• [EXTRACTO DEL TEXTO]
Mahatma Gandhi (1869-1948) empleó el pacifismo por razones estrictamente religiosas, sin dejar por ello de perseguir una finalidad política: luchar incruentamente por expulsar a Gran Bretaña de la India y alcanzar la independencia de su nación. Y este pacifismo gandhiano nunca fue obstáculo para que Gandhi admirara a Benito Mussolini y al fascismo italiano (algo que ignora la mayoría de pacifistas de rebaño). Es cierto que Tolstoi ejerció una formidable influencia sobre el pensamiento de Gandhi, pero la inspiración de Gandhi no hay que encontrarla en el “El Reino de Dios está en Vosotros” de Tolstoi, sino en el concepto religioso y filosófico de la tradición india: la “Ahimsa”. Y aquí debemos aclarar un poco la procedencia de este término sánscrito.

La “Ahimsa” suele traducirse como “no-violencia”, pero sería más apropiado traducirlo como “no hacer daño”. Puede encontrarse en los textos de la “Upanishads”, pero la “Ahimsa” fue asimilada por algunas modalidades del hinduísmo, del budismo y del jainismo. Sin embargo, es tal el desconocimiento de las diversas tradiciones de Extremo Oriente que se considera que todo el hinduísmo, todo el budismo y todo el jainismo la acepta con el mismo rigor. Eso ha dado una imagen de “benevolencia” (muy buen rollo) a estas religiones que está muy lejos de hacerles justicia.

Ahimsa en el hinduísmo

Estas tres religiones son tan antiguas como para haberse ido complicando en su despliegue y su complejidad es más de la que puede sospechar el necio occidental, ese que se apresura a identificar hinduísmo y budismo con la “no-violencia”.

El hinduísmo fue el suelo sobre el que surgieron tanto el budismo como el jainismo. Pero en el hinduísmo la “Ahimsa” no puede entenderse como un concepto permanente en el tiempo ni tampoco generalizado socialmente, dado que la doctrina de las “varnas” (las castas) establece con claridad meridiana que la sociedad hindú se halla estratificada en cuatro órdenes sociales con obligaciones y derechos muy distintos: los brahmanes, los ksatryas (guerreros), los vaisyas (mercaderes) y los siervos (sudras). Atendiendo a la segunda de las castas hindúes vemos que esta religión antiquísima admite la función militar como algo necesario para la defensa de la sociedad. A lo largo de su historia, el hinduísmo ha manifestado que, si bien es cierto que existe una tendencia por el “no hacer daño”, la violencia es algo necesario. Lo vemos clamorosamente en el “Bhagavad Gita” (perteneciente al Mahabharata, aproximadamente siglo III a. C.) En el “Bhagavad Gita”, Krisna (avatar de Visnú) le dice a Arjuna (que duda si combatir a sus parientes):

“¿De dónde este decaimiento
te ha invadido en el riesgo,
impropio de un noble, que aleja del cielo,
que no trae gloria, oh Arjuna?

• [INFORMACIÓN EXTRAÍDA]
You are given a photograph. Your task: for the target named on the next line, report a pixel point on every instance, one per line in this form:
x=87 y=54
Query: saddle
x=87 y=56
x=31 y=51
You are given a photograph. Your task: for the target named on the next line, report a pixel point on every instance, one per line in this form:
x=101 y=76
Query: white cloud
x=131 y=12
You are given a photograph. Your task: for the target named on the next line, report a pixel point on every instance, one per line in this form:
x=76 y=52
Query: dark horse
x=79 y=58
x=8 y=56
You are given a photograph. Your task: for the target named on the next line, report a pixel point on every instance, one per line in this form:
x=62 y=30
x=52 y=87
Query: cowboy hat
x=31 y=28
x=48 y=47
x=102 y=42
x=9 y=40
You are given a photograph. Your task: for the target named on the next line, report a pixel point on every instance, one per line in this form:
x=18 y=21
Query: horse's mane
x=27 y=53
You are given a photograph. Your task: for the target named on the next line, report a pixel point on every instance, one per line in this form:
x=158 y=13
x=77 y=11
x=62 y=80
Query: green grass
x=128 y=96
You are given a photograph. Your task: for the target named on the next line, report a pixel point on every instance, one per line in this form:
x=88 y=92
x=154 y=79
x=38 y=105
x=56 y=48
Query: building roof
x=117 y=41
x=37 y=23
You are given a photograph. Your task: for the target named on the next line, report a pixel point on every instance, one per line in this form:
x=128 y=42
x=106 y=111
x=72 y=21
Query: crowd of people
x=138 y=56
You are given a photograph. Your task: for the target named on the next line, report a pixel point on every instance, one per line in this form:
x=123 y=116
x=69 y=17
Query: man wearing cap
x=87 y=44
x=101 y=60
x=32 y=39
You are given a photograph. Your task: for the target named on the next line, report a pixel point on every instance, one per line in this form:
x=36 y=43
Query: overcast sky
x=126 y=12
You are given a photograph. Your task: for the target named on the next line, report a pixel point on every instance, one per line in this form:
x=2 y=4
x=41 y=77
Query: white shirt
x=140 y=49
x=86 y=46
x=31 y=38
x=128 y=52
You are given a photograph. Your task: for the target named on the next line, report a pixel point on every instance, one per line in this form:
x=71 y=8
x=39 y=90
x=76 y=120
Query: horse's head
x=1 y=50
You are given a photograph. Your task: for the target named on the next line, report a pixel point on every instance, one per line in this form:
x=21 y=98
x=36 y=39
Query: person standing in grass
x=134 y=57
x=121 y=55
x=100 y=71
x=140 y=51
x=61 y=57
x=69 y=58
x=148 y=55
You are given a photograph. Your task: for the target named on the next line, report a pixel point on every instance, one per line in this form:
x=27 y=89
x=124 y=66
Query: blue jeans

• [CONSIGNAS DEL EJERCICIO]
• a. Cambie "Gran Bretaña" por "Inglaterra" al reescribir el fragmento del texto sobre la Ahimsa que se abre con las palabras que contienen "Mahatma Gandhi (1869-1948)" y se cierra con "este término sánscrito.".
• b. Responda, a partir del texto sobre la Ahimsa:
(i) ¿Qué concepto de la tradición india se señala como la inspiración de Gandhi?
(ii) ¿Cómo sería más apropiado traducir "Ahimsa"?
(iii) ¿En cuántos órdenes sociales se halla estratificada la sociedad hindú según la doctrina de las "varnas"?
• c. Prosiga el texto sobre la Ahimsa desde el punto en que se detiene.
El listado constituye un material independiente del texto sobre la Ahimsa.

• [RESULTADOS DEL EJERCICIO]
• a.
Mahatma Gandhi (1869-1948) empleó el pacifismo por razones estrictamente religiosas, sin dejar por ello de perseguir una finalidad política: luchar incruentamente por expulsar a Inglaterra de la India y alcanzar la independencia de su nación. Y este pacifismo gandhiano nunca fue obstáculo para que Gandhi admirara a Benito Mussolini y al fascismo italiano (algo que ignora la mayoría de pacifistas de rebaño). Es cierto que Tolstoi ejerció una formidable influencia sobre el pensamiento de Gandhi, pero la inspiración de Gandhi no hay que encontrarla en el “El Reino de Dios está en Vosotros” de Tolstoi, sino en el concepto religioso y filosófico de la tradición india: la “Ahimsa”. Y aquí debemos aclarar un poco la procedencia de este término sánscrito.

• b.
(i) La "Ahimsa".
(ii) Como "no hacer daño".
(iii) En cuatro: los brahmanes, los ksatryas (guerreros), los vaisyas (mercaderes) y los siervos (sudras).

• c.
No vayas a caer en cobardía, hijo de Prtha.
Es algo que no es propio de ti.
La vil debilidad del corazón
arrojando lejos, yérguete, Destructor de enemigos”.

Krisna termina convenciendo a Arjuna de la necesidad de entrar en batalla y aniquilar físicamente a sus adversarios mediante la guerra, en la persuasión de que los muertos que siembre sobre el campo de batalla, bien mirado por encima del mundo de las apariencias, no mueren, puesto que se reencarnarán.

Según el cómputo de las edades que rigen para el hinduísmo, estamos (en nuestros presentes días) en el llamado “Kali Yuga” (la edad oscura) en que abunda la contienda, la ignorancia, la irreligión y el vicio y se vaticina en el hinduísmo que para dar fin al colmo de este exceso del mal vendrá otro avatar de Visnú, Kalki, que destruirá a los demonios para abrir la siguiente edad llamada “Satya Yuga”. Es interesante reparar en el asombroso parecido que muestra la iconografía del Kalki hindú con nuestro Santiago Matamoros.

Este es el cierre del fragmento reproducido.